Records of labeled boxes
▼

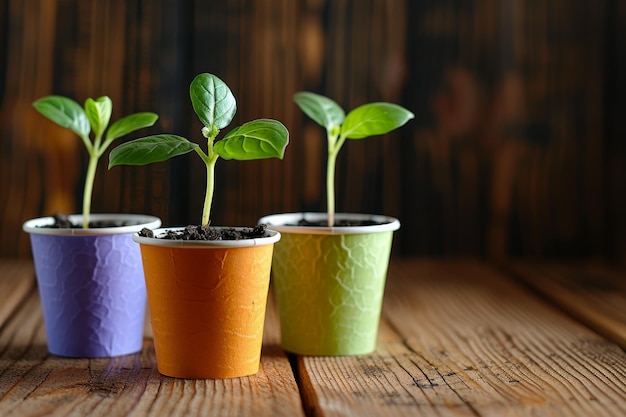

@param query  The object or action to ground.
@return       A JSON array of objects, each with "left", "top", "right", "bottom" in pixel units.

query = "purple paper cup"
[{"left": 23, "top": 214, "right": 161, "bottom": 358}]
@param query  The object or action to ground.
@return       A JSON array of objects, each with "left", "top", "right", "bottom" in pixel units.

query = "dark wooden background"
[{"left": 0, "top": 0, "right": 626, "bottom": 263}]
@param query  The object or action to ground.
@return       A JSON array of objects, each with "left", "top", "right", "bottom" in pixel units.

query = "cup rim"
[
  {"left": 259, "top": 212, "right": 400, "bottom": 235},
  {"left": 22, "top": 213, "right": 161, "bottom": 236},
  {"left": 132, "top": 226, "right": 281, "bottom": 248}
]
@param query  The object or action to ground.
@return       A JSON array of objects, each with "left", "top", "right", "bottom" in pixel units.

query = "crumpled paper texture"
[
  {"left": 30, "top": 234, "right": 146, "bottom": 357},
  {"left": 272, "top": 231, "right": 393, "bottom": 356}
]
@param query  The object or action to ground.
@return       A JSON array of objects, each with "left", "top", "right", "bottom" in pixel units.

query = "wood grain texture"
[
  {"left": 0, "top": 262, "right": 303, "bottom": 417},
  {"left": 0, "top": 0, "right": 626, "bottom": 261},
  {"left": 298, "top": 261, "right": 626, "bottom": 416},
  {"left": 503, "top": 261, "right": 626, "bottom": 349}
]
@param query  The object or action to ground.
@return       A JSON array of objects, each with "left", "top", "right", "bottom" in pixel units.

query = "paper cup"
[
  {"left": 133, "top": 229, "right": 280, "bottom": 379},
  {"left": 23, "top": 214, "right": 161, "bottom": 358},
  {"left": 259, "top": 213, "right": 400, "bottom": 356}
]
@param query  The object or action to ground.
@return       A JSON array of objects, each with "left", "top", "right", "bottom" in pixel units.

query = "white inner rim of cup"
[
  {"left": 259, "top": 212, "right": 400, "bottom": 235},
  {"left": 22, "top": 213, "right": 161, "bottom": 236},
  {"left": 133, "top": 226, "right": 280, "bottom": 248}
]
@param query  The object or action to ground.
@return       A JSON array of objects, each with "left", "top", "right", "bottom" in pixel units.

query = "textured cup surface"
[
  {"left": 134, "top": 231, "right": 280, "bottom": 379},
  {"left": 24, "top": 215, "right": 160, "bottom": 358},
  {"left": 259, "top": 213, "right": 399, "bottom": 356}
]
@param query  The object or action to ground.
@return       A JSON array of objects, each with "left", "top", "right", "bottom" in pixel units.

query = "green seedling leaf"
[
  {"left": 85, "top": 96, "right": 113, "bottom": 137},
  {"left": 214, "top": 119, "right": 289, "bottom": 161},
  {"left": 109, "top": 73, "right": 289, "bottom": 226},
  {"left": 106, "top": 112, "right": 159, "bottom": 141},
  {"left": 293, "top": 91, "right": 346, "bottom": 132},
  {"left": 340, "top": 103, "right": 415, "bottom": 139},
  {"left": 33, "top": 96, "right": 91, "bottom": 138},
  {"left": 189, "top": 73, "right": 237, "bottom": 129},
  {"left": 109, "top": 135, "right": 198, "bottom": 169}
]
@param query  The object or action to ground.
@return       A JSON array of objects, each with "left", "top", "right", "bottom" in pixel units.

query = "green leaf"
[
  {"left": 189, "top": 73, "right": 237, "bottom": 129},
  {"left": 106, "top": 112, "right": 159, "bottom": 141},
  {"left": 33, "top": 96, "right": 91, "bottom": 137},
  {"left": 293, "top": 91, "right": 346, "bottom": 132},
  {"left": 213, "top": 119, "right": 289, "bottom": 161},
  {"left": 85, "top": 96, "right": 113, "bottom": 137},
  {"left": 109, "top": 135, "right": 198, "bottom": 169},
  {"left": 341, "top": 103, "right": 415, "bottom": 139}
]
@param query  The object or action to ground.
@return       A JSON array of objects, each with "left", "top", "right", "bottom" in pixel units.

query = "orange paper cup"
[{"left": 133, "top": 229, "right": 280, "bottom": 379}]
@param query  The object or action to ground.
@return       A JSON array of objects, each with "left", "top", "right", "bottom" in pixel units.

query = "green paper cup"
[{"left": 259, "top": 213, "right": 400, "bottom": 356}]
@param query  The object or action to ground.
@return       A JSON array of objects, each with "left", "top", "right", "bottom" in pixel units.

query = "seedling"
[
  {"left": 293, "top": 91, "right": 415, "bottom": 227},
  {"left": 33, "top": 96, "right": 159, "bottom": 228},
  {"left": 109, "top": 73, "right": 289, "bottom": 226}
]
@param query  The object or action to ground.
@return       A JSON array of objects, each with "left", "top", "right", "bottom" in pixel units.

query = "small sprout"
[
  {"left": 109, "top": 73, "right": 289, "bottom": 226},
  {"left": 293, "top": 91, "right": 415, "bottom": 227},
  {"left": 33, "top": 96, "right": 159, "bottom": 228}
]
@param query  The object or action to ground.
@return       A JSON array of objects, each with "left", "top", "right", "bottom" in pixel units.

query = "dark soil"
[
  {"left": 46, "top": 213, "right": 136, "bottom": 229},
  {"left": 293, "top": 219, "right": 381, "bottom": 227},
  {"left": 139, "top": 224, "right": 269, "bottom": 240}
]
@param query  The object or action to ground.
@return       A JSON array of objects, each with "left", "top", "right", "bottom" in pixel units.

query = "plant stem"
[
  {"left": 83, "top": 151, "right": 98, "bottom": 229},
  {"left": 202, "top": 158, "right": 217, "bottom": 226},
  {"left": 326, "top": 152, "right": 337, "bottom": 227}
]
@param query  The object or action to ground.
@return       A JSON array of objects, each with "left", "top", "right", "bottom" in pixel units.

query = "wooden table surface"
[{"left": 0, "top": 259, "right": 626, "bottom": 417}]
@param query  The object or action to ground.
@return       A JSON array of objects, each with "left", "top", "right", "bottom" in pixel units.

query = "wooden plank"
[
  {"left": 298, "top": 261, "right": 626, "bottom": 416},
  {"left": 505, "top": 262, "right": 626, "bottom": 349},
  {"left": 0, "top": 261, "right": 35, "bottom": 329},
  {"left": 0, "top": 263, "right": 303, "bottom": 417}
]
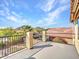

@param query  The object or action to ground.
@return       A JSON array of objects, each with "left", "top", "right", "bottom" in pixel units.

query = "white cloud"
[
  {"left": 59, "top": 0, "right": 70, "bottom": 4},
  {"left": 39, "top": 0, "right": 70, "bottom": 12},
  {"left": 37, "top": 5, "right": 68, "bottom": 26},
  {"left": 6, "top": 16, "right": 17, "bottom": 22},
  {"left": 40, "top": 0, "right": 56, "bottom": 12}
]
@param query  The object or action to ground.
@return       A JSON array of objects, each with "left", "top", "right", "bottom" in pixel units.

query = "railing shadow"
[
  {"left": 24, "top": 57, "right": 36, "bottom": 59},
  {"left": 33, "top": 44, "right": 53, "bottom": 49}
]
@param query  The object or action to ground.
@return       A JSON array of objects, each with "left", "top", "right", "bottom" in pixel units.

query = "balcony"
[{"left": 0, "top": 31, "right": 79, "bottom": 59}]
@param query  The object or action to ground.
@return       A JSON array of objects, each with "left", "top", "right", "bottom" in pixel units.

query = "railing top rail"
[{"left": 0, "top": 35, "right": 25, "bottom": 38}]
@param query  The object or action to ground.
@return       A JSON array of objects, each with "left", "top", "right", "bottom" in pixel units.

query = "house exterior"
[{"left": 70, "top": 0, "right": 79, "bottom": 53}]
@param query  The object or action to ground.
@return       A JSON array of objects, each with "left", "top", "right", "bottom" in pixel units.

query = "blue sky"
[{"left": 0, "top": 0, "right": 71, "bottom": 28}]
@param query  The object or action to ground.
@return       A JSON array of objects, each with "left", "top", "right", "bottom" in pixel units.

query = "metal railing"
[{"left": 0, "top": 35, "right": 26, "bottom": 58}]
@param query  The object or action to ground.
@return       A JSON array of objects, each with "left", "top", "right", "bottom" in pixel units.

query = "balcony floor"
[{"left": 2, "top": 42, "right": 79, "bottom": 59}]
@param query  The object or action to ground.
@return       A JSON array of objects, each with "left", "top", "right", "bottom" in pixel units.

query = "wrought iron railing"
[{"left": 0, "top": 35, "right": 26, "bottom": 58}]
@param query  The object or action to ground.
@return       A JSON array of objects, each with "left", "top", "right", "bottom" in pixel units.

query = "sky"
[{"left": 0, "top": 0, "right": 71, "bottom": 28}]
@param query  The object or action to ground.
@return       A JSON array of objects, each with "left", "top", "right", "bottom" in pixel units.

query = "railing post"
[
  {"left": 74, "top": 20, "right": 79, "bottom": 53},
  {"left": 26, "top": 32, "right": 33, "bottom": 49},
  {"left": 42, "top": 31, "right": 46, "bottom": 42}
]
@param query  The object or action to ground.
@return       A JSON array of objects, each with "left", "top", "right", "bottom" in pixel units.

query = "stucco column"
[
  {"left": 26, "top": 32, "right": 33, "bottom": 49},
  {"left": 74, "top": 20, "right": 78, "bottom": 45},
  {"left": 42, "top": 31, "right": 46, "bottom": 42},
  {"left": 74, "top": 20, "right": 79, "bottom": 54}
]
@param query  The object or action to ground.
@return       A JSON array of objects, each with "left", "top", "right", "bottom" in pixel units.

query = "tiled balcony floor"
[{"left": 2, "top": 42, "right": 79, "bottom": 59}]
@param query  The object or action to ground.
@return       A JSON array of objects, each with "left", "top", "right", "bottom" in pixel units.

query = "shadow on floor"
[
  {"left": 25, "top": 57, "right": 36, "bottom": 59},
  {"left": 33, "top": 45, "right": 53, "bottom": 49}
]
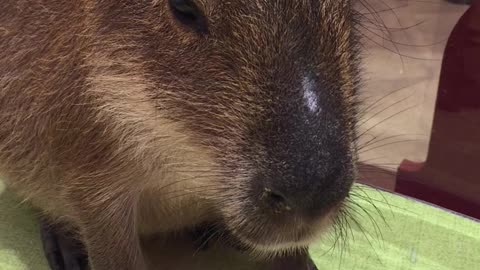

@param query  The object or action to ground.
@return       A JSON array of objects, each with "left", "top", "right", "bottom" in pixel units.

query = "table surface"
[{"left": 0, "top": 181, "right": 480, "bottom": 270}]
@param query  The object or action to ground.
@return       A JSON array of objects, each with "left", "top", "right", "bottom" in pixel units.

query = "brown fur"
[{"left": 0, "top": 0, "right": 356, "bottom": 270}]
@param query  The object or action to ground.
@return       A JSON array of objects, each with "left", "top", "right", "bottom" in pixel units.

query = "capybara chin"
[{"left": 0, "top": 0, "right": 358, "bottom": 270}]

▲

**What the exercise asks**. Count the lines in the material above that contain the string "paper" and give only that number.

**Solution**. 5